▼

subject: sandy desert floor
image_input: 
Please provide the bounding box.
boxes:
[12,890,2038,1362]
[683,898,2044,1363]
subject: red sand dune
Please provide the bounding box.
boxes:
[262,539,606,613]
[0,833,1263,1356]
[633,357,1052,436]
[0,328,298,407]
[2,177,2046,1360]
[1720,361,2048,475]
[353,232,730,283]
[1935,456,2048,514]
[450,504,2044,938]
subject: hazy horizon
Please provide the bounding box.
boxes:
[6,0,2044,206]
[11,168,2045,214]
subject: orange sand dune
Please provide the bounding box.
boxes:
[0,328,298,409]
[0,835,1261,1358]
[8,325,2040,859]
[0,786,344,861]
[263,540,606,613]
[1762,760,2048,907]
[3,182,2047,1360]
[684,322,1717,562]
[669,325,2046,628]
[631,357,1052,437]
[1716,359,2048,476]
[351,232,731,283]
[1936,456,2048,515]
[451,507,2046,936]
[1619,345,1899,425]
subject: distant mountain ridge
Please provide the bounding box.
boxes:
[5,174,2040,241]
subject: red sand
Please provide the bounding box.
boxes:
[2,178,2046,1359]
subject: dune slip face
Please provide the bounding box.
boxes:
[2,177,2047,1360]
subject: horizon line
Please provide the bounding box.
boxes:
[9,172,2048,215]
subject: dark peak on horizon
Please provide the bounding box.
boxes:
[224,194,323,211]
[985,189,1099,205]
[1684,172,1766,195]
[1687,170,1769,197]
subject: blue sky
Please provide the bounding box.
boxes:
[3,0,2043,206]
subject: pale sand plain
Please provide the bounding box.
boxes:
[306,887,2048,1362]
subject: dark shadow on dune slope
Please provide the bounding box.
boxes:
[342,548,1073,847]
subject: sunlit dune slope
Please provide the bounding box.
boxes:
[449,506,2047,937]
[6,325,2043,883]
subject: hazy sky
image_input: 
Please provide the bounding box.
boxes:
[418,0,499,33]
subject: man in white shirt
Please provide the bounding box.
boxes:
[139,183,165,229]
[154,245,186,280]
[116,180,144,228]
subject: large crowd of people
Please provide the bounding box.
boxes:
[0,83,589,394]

▲

* _Exercise brief_
Output each record exactly, leaving nothing out.

* _Output_
subject: sandy desert floor
image_input: 
Please provide the bounding box.
boxes:
[12,890,2038,1362]
[683,898,2044,1363]
subject: red sand dune
Please provide the bounding box.
boxes:
[262,539,606,613]
[0,833,1263,1356]
[633,357,1052,436]
[0,328,298,407]
[2,177,2046,1360]
[1720,361,2048,475]
[353,232,730,283]
[1935,456,2048,514]
[450,504,2044,938]
subject: hazy horizon
Please provide the bounding box.
boxes:
[6,0,2044,206]
[11,168,2045,214]
subject: orange sand dune
Please provide the bounding box.
boxes:
[0,328,298,409]
[0,835,1261,1358]
[8,325,2040,859]
[0,786,344,861]
[263,540,606,613]
[1762,760,2048,907]
[3,182,2047,1360]
[684,322,1717,562]
[669,325,2046,628]
[631,357,1052,437]
[1716,359,2048,476]
[351,232,731,283]
[1936,456,2048,515]
[451,507,2046,936]
[1619,345,1899,425]
subject: distant mountain ridge
Please provide the bounding box.
boxes:
[5,174,2040,241]
subject: red sand
Please provide the bounding box.
boxes:
[2,178,2046,1359]
subject: dune slip face
Please provide the bounding box.
boxes:
[2,177,2047,1360]
subject: horizon line
Please provide the bounding box.
boxes:
[9,172,2048,215]
subject: dark peak on horizon
Please provide the bounding box.
boxes:
[224,194,323,211]
[985,189,1099,205]
[1684,172,1766,195]
[1687,170,1769,197]
subject: blue sky
Please provide the bounding box.
boxes:
[3,0,2043,206]
subject: pale sand plain
Please provide the bounding box.
boxes:
[306,887,2048,1362]
subject: dark shadow on dune slope
Please provide the bounding box.
boxes:
[342,548,1073,847]
subject: sunlit dune slope
Please provide the bounding box.
boxes:
[449,506,2047,937]
[6,325,2043,883]
subject: hazy sky
image_input: 
Please provide the bounding box.
boxes:
[418,0,499,33]
subject: man in white shirt
Please provide the bounding box.
boxes:
[139,183,165,229]
[154,245,186,280]
[116,180,144,228]
subject: large crowd of people
Please provide the bounding box.
boxes:
[0,83,589,394]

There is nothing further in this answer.